[[ PASSAGE TO READ, beginning ]]

His first wife was the actor Jane How, with whom he had a son, Jack. His second was the former model, Paulene Stone. All three survive him.
· Mark Burns, actor, born March 30 1936; died May 8 2007
The above “Guardian” obituary can also be accessed online here.
Perhaps mostly recognized from his lesser supporting roles in such movies as ‘The Stud’(1978), and its follow-up ‘The Bitch’ (1979), it’s a shame that the very talented Mark Burns never achieved the recognition that he truly deserved. A busy supporting player and occasional lead, he seems to have been largely forgotten, yet he acted steadily for over 45 years.
Born on March 30th 1936, Burns had originally planned to enter into priesthood, until he served two years with the British Cavalry from 1955 to 1957. Turning to acting in 1960, he spent his early days working mainly in television, guesting in many acclaimed British series including ‘Z Cars’, ‘The Saint’ and ‘The Prisoner’. One of Mark’s first film roles of note was as Captain William Morris, in Tony Richardson’s historical drama ‘The Charge of the Light Brigade’ (1968).

[[ PASSAGE TO READ, end ]]
[[ RECORDS, beginning ]]

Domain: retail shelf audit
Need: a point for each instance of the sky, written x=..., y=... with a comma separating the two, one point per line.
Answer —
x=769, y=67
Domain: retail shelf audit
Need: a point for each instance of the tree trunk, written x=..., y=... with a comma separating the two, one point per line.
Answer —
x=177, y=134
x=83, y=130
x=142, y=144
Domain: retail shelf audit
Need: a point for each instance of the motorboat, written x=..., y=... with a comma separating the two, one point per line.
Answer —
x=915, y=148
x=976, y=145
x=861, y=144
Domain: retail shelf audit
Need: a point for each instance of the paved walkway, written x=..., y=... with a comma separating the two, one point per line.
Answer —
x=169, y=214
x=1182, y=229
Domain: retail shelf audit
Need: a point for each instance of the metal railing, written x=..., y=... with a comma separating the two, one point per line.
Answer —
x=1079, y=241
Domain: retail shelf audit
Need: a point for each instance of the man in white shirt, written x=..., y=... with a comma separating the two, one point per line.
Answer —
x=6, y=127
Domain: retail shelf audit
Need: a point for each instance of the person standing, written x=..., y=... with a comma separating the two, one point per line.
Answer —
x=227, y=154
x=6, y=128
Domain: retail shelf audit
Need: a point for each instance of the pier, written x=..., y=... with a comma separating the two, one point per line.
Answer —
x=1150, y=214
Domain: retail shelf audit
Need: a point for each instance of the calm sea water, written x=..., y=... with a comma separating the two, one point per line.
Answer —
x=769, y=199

[[ RECORDS, end ]]

Please reproduce the part of the passage about Mark Burns that opens with the words containing "His first wife" and closes with "accessed online here.". These entries stand apart from the passage about Mark Burns.

> [COMPLETED EXERCISE]:
His first wife was the actor Jane How, with whom he had a son, Jack. His second was the former model, Paulene Stone. All three survive him.
· Mark Burns, actor, born March 30 1936; died May 8 2007
The above “Guardian” obituary can also be accessed online here.